● What this task involves:
Return every line of the material exactly.

=== Section Start ===

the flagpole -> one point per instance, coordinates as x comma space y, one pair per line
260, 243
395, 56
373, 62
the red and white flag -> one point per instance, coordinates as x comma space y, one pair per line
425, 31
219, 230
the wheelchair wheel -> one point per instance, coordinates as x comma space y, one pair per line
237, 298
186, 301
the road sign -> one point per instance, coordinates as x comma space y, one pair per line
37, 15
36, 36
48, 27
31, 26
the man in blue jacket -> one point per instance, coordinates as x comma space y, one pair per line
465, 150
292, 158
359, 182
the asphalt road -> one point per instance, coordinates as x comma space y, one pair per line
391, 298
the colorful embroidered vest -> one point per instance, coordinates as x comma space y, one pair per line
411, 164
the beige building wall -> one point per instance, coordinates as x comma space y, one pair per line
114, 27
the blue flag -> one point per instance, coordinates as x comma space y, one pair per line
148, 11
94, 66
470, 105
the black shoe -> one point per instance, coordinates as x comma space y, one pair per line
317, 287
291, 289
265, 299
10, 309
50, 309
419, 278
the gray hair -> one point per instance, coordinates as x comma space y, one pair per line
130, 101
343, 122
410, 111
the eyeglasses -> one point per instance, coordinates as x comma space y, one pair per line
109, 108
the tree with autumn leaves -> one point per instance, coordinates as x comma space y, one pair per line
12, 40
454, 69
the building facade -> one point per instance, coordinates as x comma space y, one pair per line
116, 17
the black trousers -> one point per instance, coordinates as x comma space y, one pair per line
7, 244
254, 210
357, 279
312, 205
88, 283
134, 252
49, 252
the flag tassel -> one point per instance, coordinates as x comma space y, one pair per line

=== Section End ===

● Result of the task:
the flagpole -> one point per instance, coordinates as x comma space y, one pair per line
260, 243
395, 56
373, 62
the red and white flag -> one point per instance, coordinates as x comma space y, one pair per line
425, 31
219, 230
the wheelchair wheel -> one point per instance, coordinates as x comma space y, one pair per line
237, 298
186, 301
the road sign -> one point per instance, coordinates as x comma space y, one pair per line
37, 15
36, 36
48, 27
31, 26
the man in blue jacket -> one point per instance, coordinates as x comma space y, one pair per line
465, 150
292, 158
359, 182
the asphalt road -> one point per instance, coordinates as x comma space y, one pair per line
391, 298
the colorful embroidered vest -> one point per instance, coordinates as x comma space y, one pair per line
411, 164
the beige building wall -> one point per instance, coordinates as x comma space y, one pair per line
114, 27
the blue flag -> one point per instance, coordinates as x comma space y, one pair per line
148, 11
94, 66
470, 105
the black shoe -> one point per instance, coordinates as x comma space y, one pair per line
317, 287
291, 289
265, 299
10, 309
50, 309
419, 278
the gray hair -> one point per instance, coordinates as x comma space y, one pair per line
130, 101
343, 122
410, 111
the eyeglasses -> one point per instance, coordinates as x comma space y, one pair per line
109, 108
the tree with autumn leaves -> one point per instance, coordinates as x comma space y, one pair per line
12, 40
454, 69
the building facade -> one point per instance, coordinates as x comma space y, one pair per line
116, 17
the black trousers -> one point per instance, coordinates as x comma space y, one pair per line
7, 244
254, 210
357, 279
312, 205
88, 283
134, 252
49, 252
the flag tassel -> one point per instance, coordinates as x comma space y, one pair per line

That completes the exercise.